Excerpted data:
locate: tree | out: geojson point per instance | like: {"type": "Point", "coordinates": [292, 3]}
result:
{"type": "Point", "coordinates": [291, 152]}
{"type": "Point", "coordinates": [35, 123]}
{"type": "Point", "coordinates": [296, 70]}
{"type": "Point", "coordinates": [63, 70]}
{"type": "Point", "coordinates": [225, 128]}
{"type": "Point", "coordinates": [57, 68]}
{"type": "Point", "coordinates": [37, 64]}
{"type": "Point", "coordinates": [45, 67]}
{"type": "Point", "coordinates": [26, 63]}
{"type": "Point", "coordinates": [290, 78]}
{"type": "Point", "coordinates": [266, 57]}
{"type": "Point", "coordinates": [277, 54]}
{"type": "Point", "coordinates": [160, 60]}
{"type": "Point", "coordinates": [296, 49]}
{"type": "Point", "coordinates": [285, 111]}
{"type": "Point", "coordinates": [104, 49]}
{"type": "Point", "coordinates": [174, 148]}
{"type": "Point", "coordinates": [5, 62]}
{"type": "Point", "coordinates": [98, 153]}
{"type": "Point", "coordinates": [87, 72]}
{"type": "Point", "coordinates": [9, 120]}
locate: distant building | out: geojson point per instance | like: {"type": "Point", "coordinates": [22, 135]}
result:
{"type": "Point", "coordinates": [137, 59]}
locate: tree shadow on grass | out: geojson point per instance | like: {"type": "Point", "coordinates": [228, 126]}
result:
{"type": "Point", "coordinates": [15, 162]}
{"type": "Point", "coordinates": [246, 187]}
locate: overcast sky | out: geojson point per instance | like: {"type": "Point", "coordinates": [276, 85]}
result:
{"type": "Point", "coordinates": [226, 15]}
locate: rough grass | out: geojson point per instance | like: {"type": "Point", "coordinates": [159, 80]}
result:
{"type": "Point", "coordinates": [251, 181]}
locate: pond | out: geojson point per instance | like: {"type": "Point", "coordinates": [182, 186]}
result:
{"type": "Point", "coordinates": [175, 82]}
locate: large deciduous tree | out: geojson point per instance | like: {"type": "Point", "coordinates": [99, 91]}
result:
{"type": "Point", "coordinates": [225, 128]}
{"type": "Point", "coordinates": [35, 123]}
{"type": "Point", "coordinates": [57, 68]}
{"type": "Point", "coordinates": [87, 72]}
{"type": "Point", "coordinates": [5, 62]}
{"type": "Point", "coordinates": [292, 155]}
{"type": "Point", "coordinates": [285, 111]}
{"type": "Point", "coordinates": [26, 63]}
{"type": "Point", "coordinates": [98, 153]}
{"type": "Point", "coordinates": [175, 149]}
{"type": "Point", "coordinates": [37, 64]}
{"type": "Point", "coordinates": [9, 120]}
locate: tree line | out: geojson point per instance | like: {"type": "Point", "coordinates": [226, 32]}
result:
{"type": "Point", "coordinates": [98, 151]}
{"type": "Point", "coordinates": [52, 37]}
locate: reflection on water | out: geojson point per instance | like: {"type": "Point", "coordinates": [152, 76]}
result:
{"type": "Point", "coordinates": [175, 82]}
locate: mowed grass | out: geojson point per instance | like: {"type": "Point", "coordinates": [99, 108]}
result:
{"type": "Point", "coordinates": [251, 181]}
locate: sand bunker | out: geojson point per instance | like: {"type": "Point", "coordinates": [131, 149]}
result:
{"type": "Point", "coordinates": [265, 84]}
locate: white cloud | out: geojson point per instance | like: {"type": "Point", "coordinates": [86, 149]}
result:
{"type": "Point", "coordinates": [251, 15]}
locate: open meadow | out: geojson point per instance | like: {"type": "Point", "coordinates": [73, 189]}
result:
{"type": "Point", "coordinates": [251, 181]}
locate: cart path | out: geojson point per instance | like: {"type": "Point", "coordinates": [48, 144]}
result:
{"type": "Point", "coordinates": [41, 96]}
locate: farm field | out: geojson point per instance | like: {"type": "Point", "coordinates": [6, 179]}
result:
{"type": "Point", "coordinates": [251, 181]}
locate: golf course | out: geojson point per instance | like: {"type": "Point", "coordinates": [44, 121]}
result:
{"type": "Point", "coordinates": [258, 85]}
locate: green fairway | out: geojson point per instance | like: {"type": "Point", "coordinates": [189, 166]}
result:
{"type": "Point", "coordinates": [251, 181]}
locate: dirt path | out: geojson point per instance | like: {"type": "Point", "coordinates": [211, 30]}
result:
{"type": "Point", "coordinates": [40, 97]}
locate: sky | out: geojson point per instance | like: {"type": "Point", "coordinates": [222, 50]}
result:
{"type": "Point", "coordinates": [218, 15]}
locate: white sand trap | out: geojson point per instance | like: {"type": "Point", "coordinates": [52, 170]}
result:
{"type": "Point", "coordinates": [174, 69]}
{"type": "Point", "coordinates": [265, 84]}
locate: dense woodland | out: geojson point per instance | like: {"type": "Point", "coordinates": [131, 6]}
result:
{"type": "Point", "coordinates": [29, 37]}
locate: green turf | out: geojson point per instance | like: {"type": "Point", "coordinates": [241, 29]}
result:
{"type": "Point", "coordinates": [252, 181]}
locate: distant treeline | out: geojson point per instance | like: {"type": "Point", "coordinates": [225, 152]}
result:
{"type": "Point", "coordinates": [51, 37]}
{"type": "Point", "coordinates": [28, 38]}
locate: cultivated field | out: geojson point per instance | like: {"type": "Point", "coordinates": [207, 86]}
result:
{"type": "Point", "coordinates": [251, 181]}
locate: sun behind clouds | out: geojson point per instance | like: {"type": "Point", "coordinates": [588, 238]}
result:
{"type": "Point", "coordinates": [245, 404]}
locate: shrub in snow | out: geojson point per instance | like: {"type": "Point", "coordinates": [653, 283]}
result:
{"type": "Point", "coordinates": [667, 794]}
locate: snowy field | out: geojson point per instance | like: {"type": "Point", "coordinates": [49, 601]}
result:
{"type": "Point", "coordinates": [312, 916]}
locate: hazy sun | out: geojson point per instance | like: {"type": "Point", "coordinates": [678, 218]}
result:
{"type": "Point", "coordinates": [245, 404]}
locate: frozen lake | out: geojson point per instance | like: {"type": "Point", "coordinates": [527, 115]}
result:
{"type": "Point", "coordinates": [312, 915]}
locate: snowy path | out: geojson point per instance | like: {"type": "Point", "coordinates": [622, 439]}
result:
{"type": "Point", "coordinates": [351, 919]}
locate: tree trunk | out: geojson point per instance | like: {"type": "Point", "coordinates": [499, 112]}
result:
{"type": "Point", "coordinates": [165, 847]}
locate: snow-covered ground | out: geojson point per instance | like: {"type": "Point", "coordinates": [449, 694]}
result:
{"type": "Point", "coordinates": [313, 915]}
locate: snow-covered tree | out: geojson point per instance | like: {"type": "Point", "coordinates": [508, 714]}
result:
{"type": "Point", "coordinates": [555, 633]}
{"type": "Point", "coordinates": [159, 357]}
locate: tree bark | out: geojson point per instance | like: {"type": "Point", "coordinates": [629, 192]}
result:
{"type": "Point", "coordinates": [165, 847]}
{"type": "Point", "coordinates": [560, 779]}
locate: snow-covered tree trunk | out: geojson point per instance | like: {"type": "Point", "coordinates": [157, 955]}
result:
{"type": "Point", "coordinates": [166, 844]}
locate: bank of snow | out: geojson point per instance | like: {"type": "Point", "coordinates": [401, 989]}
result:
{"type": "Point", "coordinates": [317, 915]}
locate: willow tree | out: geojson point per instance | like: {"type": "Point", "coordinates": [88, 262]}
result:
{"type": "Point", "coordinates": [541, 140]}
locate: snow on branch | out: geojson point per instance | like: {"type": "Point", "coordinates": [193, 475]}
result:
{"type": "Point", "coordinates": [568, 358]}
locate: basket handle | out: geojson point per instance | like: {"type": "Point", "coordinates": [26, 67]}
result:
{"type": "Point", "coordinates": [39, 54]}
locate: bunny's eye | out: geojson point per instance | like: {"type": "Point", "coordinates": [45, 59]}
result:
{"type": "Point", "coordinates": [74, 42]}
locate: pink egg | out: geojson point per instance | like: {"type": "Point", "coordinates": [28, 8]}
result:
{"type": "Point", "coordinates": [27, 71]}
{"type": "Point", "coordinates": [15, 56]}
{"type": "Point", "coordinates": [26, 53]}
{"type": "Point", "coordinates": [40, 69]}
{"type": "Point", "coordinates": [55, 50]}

Work to complete: Check each line in the entries above for the string "snowy", then give the number of matching lines alone.

Task output: 2